▶ Directive 1
Copy every line of the stored items below exactly as they stand, leaving out the pictures.
=== Document excerpt ===
Moshe Yaalon, the recently retired chief of staff of the Israeli military, is credited in many circles as the military leader most responsible for Israel's success in curbing Palestinian terrorism in the past few years. As chief of staff, Yaalon coined the phrase that Israel must "brand into the Palestinians' consciousness" that violence would not yield them any political gains. He argues that the Palestinian leadership, whether Hamas or Fatah, still strives to destroy Israel.
    Only when Palestinians give up the dream of reclaiming their pre-1948 communities inside Israel and recognize Israel's right to exist as a Jewish state will peace be possible. It will take at least a generation - probably more than one - for Palestinian society to ripen for peace negotiations. Until then, Israel must show strength, fight terrorism with all its might, and not reward terrorists or expose the country's volatile eastern border to attacks by withdrawing. Yaalon believes effective Israeli rule in the West Bank is strategically necessary as long as Palestinian society is not ready to live in peace with the Jewish state.
===
▶ Directive 2
According to the excerpt about Moshe Yaalon, how long will it take for Palestinian society to ripen for peace negotiations?
=== Provided data ===
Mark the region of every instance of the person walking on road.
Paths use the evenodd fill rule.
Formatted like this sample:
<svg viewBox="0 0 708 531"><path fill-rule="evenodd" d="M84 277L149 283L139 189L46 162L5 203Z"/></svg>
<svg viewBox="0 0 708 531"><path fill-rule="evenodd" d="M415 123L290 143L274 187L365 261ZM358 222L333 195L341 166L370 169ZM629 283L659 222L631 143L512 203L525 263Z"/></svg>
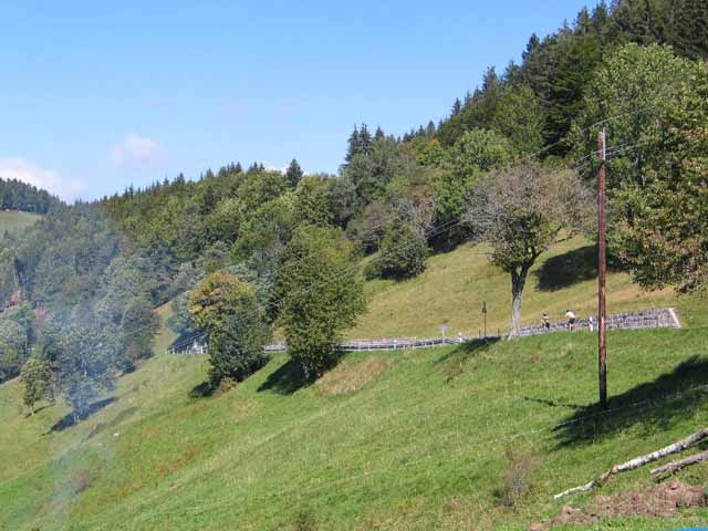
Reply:
<svg viewBox="0 0 708 531"><path fill-rule="evenodd" d="M565 319L568 320L568 330L573 332L575 330L575 313L572 310L565 310Z"/></svg>
<svg viewBox="0 0 708 531"><path fill-rule="evenodd" d="M551 320L549 319L549 314L545 312L543 312L543 315L541 315L541 325L546 332L551 331Z"/></svg>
===
▶ Full answer 1
Mark the region of every instance of the person walking on road.
Paths use the evenodd fill rule.
Formatted like this sample:
<svg viewBox="0 0 708 531"><path fill-rule="evenodd" d="M84 277L149 283L139 189L46 162L5 203Z"/></svg>
<svg viewBox="0 0 708 531"><path fill-rule="evenodd" d="M415 123L290 143L274 187L365 261ZM358 222L333 195L341 166L370 169ZM629 283L659 222L631 143L512 203L525 263Z"/></svg>
Reply:
<svg viewBox="0 0 708 531"><path fill-rule="evenodd" d="M565 319L568 320L568 330L573 332L575 330L575 313L572 310L565 310Z"/></svg>
<svg viewBox="0 0 708 531"><path fill-rule="evenodd" d="M551 320L549 319L549 314L545 312L543 312L543 315L541 315L541 325L546 332L551 331Z"/></svg>

▶ Full answer 2
At least a generation, and probably more than one.